- [ACTIVITY] Only the pictures are dropped. Restate each line below word for word.

- [EXERCISE MATERIAL]
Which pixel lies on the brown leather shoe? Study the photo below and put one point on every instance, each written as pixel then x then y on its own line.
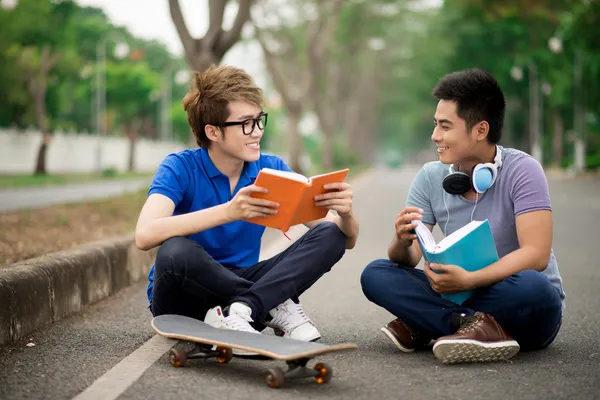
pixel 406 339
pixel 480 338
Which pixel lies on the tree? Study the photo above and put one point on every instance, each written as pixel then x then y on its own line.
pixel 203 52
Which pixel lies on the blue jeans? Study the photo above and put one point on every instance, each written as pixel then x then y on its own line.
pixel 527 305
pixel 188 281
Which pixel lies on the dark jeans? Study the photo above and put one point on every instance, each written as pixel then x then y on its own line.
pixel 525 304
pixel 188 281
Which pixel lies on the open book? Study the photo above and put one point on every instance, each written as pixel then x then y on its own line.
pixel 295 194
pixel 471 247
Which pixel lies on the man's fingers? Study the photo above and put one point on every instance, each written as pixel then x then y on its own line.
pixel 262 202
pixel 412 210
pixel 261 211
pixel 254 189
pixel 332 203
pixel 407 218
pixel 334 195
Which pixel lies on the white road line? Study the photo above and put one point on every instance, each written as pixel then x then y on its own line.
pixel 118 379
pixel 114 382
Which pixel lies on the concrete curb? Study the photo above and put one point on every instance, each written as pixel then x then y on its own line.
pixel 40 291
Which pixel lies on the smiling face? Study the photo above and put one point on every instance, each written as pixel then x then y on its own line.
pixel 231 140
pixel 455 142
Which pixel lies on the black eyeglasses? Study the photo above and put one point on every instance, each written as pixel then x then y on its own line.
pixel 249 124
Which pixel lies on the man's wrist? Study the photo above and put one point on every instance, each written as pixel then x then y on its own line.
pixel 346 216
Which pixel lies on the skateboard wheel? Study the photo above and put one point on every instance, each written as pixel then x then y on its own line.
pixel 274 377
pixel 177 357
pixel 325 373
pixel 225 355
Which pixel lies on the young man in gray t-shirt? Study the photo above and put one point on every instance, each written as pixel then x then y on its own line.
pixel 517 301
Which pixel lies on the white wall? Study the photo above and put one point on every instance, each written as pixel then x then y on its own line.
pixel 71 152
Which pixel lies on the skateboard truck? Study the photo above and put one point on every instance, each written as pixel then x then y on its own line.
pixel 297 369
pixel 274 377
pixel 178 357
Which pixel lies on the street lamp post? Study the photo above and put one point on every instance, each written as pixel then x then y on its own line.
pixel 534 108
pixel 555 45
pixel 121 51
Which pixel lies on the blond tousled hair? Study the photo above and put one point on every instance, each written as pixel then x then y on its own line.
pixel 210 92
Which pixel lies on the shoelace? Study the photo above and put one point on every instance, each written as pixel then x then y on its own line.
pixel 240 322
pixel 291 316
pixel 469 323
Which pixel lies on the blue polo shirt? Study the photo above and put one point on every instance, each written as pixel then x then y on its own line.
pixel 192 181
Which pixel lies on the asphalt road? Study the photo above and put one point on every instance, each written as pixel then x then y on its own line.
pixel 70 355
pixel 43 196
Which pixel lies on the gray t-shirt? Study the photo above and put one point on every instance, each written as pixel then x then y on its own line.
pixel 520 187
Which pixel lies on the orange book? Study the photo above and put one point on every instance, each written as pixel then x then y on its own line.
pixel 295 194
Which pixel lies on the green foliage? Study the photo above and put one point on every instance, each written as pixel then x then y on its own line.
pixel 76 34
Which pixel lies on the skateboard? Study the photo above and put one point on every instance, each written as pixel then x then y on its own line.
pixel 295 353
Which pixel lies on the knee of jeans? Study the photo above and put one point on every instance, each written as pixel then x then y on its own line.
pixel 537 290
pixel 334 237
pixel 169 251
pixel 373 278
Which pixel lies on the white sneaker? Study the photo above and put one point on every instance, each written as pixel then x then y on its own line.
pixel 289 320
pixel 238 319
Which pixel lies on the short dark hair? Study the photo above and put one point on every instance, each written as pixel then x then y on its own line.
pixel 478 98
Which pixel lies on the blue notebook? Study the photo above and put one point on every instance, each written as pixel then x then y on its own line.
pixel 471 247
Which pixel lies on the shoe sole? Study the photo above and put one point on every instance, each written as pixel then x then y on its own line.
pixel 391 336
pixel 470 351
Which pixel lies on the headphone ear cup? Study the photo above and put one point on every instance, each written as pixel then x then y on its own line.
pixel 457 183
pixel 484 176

- [OUTPUT FOR THIS EXERCISE]
Which pixel lies on the brown leather shoe? Study the photo below and put one point on every instance, each written as pixel then x then y on its own line.
pixel 406 339
pixel 480 338
Which pixel lies on the tree? Study the photo above and put one point on every instance, each written as pixel then x then y on its own line.
pixel 203 52
Which pixel lies on the blue jeans? Study the photo above and put one point on every instance, each written as pixel then x then y on its own line.
pixel 527 305
pixel 188 281
Which pixel lies on the dark jeans? Study the photo above and put one point on every instance, each written as pixel then x then y on its own line.
pixel 525 304
pixel 188 281
Which pixel lies on the open book? Study the photo above and put one point on every instance, each written as pixel then x then y on its own line.
pixel 295 194
pixel 471 247
Which pixel lies on the man's fingers? Study the photo above and put one point on every instance, each written as pixel then x then y on its own line.
pixel 262 202
pixel 412 210
pixel 261 211
pixel 254 189
pixel 332 203
pixel 407 218
pixel 334 195
Which pixel lies on the white road line? Study the photo above and put one point on every instance, each written as pixel then x then y on its own line.
pixel 118 379
pixel 114 382
Which pixel lies on the concrete curb? Study the photo above and put one point on every instance, each written as pixel then x then y on its own line.
pixel 40 291
Which pixel lies on the smiling face? Study the photo above and put one point on every instance, each written as pixel then x then y on its own line.
pixel 231 140
pixel 455 142
Which pixel lies on the black eyeglasses? Study the photo above and put one point on every instance, each written as pixel then x then y on its own line.
pixel 249 124
Which pixel lies on the man's wrist? Study the photo above and put one point on every instance, each written as pixel then x then y on its own line.
pixel 346 216
Which pixel lies on the skateboard wheel? Study the photo above and put one point on every instance, each written as pixel then x then y on its own line.
pixel 274 377
pixel 177 357
pixel 325 373
pixel 225 355
Which pixel lies on the young man in gray t-shirt? Study the photo above and put one point on every instance, each written as pixel then x then y on its own line.
pixel 517 301
Which pixel lies on the white wall? Study the photo above and put one point on every instance, each written as pixel then x then y on its own line.
pixel 71 152
Which pixel lies on the skateboard truck? Study the photo above and put one point on every instance, each written as pixel then x then y on its own line.
pixel 297 369
pixel 274 377
pixel 178 357
Which pixel lies on the street lamp post? Study the photo above and put one point on every instance, each written as pixel then x then y on its own line.
pixel 534 108
pixel 555 45
pixel 121 51
Which pixel lies on the blond tousled hair? Study the photo above and put one point on every instance, each written as pixel then x then y on its own line.
pixel 210 92
Which pixel lies on the shoelace? Study the photo above and put one point on every instance, each written as pixel then x then y on its own line.
pixel 240 322
pixel 291 316
pixel 469 323
Which pixel lies on the blue polo shirt? Study the photo above and put one point on every instance, each written as pixel then x then y on its own line.
pixel 192 181
Which pixel lies on the asphalt road? Study the photo above and put one point on every instance, each written as pixel then x then y on its own line.
pixel 70 355
pixel 43 196
Which pixel lies on the gray t-shirt? Study the photo above and put one point on every instance, each written as pixel then x then y on its own line.
pixel 520 187
Which pixel lies on the orange book? Study the photo above and put one point on every instance, each written as pixel then x then y on its own line.
pixel 295 194
Which pixel lies on the green foliage? Study the photo above and put one point on every instance, each written as pixel then x then y on its own line.
pixel 76 34
Which pixel lies on the skateboard? Study the photo above and put one point on every instance, each written as pixel then x then y on its own line.
pixel 295 353
Which pixel lies on the knee of jeans? Study the photo above and put one point on every instance, each written as pixel then x then y on its own line.
pixel 537 290
pixel 334 237
pixel 169 251
pixel 373 278
Which pixel lies on the white sneaker? Study the photo above and put one point on every instance, each written as pixel then x then y on its own line.
pixel 289 320
pixel 238 319
Which pixel lies on the short dark hair? Study the photo above and put one point on every instance, each written as pixel then x then y on its own line.
pixel 478 98
Which pixel lies on the blue notebook? Study the photo above and put one point on every instance, each written as pixel then x then y on its own line.
pixel 471 247
Which pixel lies on the shoe sole? Study the photo above and put one point on every instance, each written as pixel then x then y on its own line.
pixel 391 336
pixel 470 351
Which pixel lies on the headphone ear cup? Study the photo above and put one point on every instance, each written as pixel then x then y on its own line.
pixel 457 183
pixel 484 176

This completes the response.